課題 — 以下の一覧全体で「Objective」をすべて「Goal」に置き換え、それ以外は変えずに書き直しなさい。
※
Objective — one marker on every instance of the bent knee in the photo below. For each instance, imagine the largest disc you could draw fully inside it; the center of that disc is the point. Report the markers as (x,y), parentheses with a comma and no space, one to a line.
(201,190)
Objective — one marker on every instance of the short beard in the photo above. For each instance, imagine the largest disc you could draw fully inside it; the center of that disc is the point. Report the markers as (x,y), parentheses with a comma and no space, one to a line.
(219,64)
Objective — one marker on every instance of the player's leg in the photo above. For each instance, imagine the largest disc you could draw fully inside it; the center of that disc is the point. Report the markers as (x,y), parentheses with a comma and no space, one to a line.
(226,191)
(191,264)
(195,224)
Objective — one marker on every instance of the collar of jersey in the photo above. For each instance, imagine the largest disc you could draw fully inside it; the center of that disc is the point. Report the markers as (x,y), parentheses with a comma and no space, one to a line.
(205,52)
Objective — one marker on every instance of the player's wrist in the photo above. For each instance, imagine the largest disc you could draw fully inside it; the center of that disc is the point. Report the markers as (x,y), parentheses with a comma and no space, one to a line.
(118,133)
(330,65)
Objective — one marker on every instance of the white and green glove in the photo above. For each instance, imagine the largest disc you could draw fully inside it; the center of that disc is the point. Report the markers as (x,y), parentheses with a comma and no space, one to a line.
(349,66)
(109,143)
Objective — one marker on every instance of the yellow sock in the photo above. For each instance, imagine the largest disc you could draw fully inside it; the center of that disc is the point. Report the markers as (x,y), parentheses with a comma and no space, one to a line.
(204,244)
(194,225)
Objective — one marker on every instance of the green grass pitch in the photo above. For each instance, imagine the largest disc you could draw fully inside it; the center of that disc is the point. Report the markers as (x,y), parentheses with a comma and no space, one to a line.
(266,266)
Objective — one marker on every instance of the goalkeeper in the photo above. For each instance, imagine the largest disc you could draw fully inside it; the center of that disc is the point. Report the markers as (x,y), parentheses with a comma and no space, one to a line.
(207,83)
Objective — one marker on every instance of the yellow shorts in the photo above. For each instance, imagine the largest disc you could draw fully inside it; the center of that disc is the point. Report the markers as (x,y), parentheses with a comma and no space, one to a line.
※
正解 —
Goal — one marker on every instance of the bent knee in the photo below. For each instance, imagine the largest disc you could draw fully inside it; the center of that disc is the point. Report the markers as (x,y), parentheses with a comma and no space, one to a line.
(201,190)
Goal — one marker on every instance of the short beard in the photo above. For each instance, imagine the largest disc you could draw fully inside it; the center of that disc is the point. Report the markers as (x,y), parentheses with a comma and no space, one to a line.
(219,64)
Goal — one marker on every instance of the player's leg in the photo above. For each instance, imagine the largest disc you could draw fully inside it; the center of that disc is the point. Report the markers as (x,y), parentheses with a comma and no space, one to a line.
(226,191)
(191,264)
(195,224)
Goal — one marker on every instance of the collar of jersey in the photo above. For each instance, imagine the largest disc you could draw fully inside it; the center of that disc is the point. Report the markers as (x,y), parentheses with a comma and no space, one to a line.
(205,52)
Goal — one marker on every instance of the player's wrist in the photo above. For each instance, imagine the largest disc you could draw fully inside it; the center of that disc is the point. Report the markers as (x,y), parentheses with a comma and no space, one to a line.
(118,133)
(330,65)
Goal — one marker on every instance of the white and green glove in the photo above. For each instance, imagine the largest disc you could draw fully inside it; the center of that disc is the point. Report the markers as (x,y), parentheses with a comma and no space, one to a line.
(349,66)
(109,143)
Goal — one marker on every instance of the yellow sock in the photo above. For each instance, imagine the largest disc you could draw fully inside it; the center of that disc is the point. Report the markers as (x,y), parentheses with a comma and no space, one to a line.
(204,244)
(194,225)
Goal — one marker on every instance of the green grass pitch in the photo above. For each instance, imagine the largest disc you could draw fully inside it; the center of that disc is the point. Report the markers as (x,y), parentheses with a comma and no space, one to a line.
(266,266)
Goal — one marker on every instance of the goalkeeper in the photo above. For each instance, imagine the largest disc you could draw fully inside it; the center of that disc is the point. Report the markers as (x,y), parentheses with a comma and no space, one to a line.
(207,83)
Goal — one marker on every instance of the yellow shorts in the photo above. For each instance, imagine the largest disc you could draw fully inside it; the center of that disc is the point. Report the markers as (x,y), parentheses with a comma and no space, one to a line.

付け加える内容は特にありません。